[[ Data, beginning ]]

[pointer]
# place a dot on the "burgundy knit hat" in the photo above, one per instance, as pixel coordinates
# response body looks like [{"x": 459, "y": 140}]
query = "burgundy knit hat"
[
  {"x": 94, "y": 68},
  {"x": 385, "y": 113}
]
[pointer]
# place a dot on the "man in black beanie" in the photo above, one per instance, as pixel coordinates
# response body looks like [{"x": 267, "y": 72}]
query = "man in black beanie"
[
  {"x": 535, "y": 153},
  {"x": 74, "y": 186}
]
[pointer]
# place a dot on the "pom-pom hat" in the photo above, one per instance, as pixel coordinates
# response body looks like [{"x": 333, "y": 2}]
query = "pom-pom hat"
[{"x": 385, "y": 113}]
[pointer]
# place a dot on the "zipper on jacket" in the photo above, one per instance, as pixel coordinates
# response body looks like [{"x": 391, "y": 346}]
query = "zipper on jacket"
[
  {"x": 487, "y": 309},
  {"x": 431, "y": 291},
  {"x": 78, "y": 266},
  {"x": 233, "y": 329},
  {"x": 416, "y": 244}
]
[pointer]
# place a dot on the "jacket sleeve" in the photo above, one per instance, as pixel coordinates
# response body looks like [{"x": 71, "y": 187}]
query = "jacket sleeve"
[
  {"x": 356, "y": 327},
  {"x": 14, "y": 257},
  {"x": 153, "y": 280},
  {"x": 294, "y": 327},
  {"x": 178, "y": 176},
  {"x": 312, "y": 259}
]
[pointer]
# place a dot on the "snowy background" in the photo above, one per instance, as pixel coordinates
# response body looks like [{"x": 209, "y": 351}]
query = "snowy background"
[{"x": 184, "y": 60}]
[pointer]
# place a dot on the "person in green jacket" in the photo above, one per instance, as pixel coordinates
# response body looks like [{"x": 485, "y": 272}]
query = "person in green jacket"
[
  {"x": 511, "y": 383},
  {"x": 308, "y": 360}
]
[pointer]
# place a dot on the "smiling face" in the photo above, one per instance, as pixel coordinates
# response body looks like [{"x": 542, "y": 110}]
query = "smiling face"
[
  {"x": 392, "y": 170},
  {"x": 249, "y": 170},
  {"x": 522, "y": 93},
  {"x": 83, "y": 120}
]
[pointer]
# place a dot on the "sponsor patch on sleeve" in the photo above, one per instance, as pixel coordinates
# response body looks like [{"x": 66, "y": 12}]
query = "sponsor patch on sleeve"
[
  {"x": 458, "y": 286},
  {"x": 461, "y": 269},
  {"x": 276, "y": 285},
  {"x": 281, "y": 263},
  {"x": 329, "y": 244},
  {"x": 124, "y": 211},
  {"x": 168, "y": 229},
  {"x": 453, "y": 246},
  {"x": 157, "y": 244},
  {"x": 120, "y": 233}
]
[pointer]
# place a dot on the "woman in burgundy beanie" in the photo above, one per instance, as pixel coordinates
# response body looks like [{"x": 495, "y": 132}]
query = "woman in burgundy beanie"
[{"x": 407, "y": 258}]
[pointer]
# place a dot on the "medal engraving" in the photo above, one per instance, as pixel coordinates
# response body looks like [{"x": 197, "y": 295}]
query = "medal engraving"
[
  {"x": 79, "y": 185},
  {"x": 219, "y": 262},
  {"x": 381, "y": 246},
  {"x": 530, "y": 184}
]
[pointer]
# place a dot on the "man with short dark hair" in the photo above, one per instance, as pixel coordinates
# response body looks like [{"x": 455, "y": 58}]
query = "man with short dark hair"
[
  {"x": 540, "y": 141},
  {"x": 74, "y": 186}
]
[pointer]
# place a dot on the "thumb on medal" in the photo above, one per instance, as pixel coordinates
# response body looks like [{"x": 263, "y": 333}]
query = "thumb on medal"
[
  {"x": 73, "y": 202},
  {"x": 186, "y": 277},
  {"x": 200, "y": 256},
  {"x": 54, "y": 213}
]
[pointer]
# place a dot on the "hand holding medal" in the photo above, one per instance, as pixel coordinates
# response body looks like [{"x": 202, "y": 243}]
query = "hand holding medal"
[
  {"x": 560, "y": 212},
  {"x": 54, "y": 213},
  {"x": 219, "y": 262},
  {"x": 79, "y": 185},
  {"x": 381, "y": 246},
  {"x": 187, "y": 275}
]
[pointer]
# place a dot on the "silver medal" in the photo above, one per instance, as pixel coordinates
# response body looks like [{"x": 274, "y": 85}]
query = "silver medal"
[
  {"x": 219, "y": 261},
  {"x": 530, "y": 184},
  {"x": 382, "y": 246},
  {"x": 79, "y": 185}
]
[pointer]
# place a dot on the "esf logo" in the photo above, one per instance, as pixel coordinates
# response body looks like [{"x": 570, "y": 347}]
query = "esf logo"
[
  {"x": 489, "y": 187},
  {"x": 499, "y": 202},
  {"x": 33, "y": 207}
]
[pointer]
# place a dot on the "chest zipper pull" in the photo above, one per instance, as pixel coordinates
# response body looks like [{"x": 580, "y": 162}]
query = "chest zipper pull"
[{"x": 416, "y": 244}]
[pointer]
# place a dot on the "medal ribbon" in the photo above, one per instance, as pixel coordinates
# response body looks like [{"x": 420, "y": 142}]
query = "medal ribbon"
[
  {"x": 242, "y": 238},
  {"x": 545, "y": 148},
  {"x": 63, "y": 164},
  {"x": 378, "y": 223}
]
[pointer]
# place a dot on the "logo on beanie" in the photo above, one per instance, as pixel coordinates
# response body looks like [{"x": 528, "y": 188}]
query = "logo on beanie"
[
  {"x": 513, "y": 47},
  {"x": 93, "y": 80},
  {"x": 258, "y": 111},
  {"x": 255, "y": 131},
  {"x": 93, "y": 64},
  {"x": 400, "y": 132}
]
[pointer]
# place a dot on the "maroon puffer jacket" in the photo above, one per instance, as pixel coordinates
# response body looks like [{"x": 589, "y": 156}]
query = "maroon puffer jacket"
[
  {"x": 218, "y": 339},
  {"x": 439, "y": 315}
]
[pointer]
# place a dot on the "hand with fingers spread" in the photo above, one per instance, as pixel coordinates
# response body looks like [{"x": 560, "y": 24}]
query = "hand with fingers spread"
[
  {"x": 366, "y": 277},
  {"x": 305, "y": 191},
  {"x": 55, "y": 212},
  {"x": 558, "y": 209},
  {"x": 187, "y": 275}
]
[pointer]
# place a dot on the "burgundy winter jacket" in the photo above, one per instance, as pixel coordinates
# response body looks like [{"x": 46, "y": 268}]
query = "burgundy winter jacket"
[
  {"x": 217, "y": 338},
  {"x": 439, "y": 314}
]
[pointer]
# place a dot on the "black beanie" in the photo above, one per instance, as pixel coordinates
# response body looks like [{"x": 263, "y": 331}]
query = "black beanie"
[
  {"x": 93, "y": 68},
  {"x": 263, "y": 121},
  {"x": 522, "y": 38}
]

[[ Data, end ]]
[[ Data, beginning ]]

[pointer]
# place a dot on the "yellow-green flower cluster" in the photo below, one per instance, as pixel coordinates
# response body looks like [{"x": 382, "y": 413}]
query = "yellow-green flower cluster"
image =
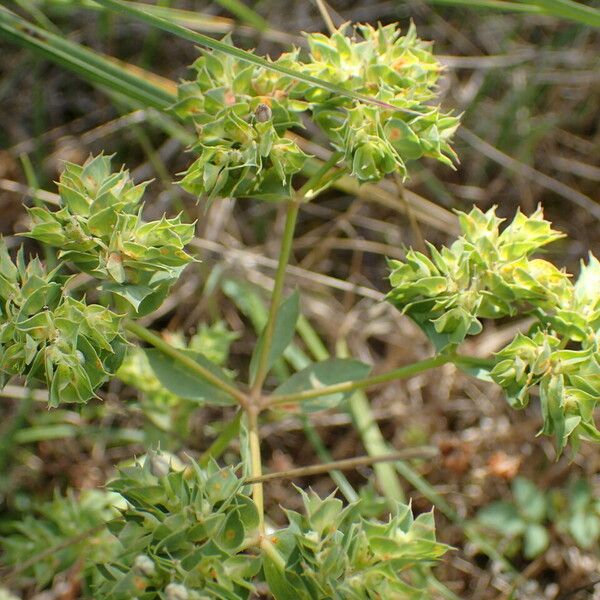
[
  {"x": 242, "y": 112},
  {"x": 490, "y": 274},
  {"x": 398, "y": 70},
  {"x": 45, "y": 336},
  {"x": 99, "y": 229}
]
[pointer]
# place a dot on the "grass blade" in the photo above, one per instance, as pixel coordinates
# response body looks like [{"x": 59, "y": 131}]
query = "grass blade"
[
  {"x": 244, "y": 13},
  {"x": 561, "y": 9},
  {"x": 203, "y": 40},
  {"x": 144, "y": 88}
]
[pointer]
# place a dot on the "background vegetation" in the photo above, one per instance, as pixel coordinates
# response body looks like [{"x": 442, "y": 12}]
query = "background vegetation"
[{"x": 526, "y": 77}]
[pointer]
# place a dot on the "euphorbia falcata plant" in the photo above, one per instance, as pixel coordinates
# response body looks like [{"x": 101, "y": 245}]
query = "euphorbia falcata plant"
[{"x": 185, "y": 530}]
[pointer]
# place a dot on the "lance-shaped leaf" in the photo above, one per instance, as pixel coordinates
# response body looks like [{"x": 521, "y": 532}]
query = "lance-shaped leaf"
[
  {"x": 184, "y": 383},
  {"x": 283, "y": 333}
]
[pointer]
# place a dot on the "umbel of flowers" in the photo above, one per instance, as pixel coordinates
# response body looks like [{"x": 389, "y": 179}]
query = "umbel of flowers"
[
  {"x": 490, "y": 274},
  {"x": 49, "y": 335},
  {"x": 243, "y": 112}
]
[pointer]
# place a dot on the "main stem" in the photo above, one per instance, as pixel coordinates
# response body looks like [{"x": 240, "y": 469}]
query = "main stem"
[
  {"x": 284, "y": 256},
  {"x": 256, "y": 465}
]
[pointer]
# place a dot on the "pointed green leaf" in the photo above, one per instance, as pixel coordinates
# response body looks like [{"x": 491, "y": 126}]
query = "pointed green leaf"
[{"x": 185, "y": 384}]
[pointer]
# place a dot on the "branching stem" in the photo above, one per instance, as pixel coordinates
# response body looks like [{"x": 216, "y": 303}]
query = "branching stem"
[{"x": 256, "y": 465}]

[[ Data, end ]]

▶ _Task statement_: Go through the records above and return each line in which the word "cluster" occurs.

▶ _Solution for this exercise_:
# place a dot on the "yellow-green flower cluster" in the photo below, one per instance, as pixel coordinates
query = "yellow-green flower cluster"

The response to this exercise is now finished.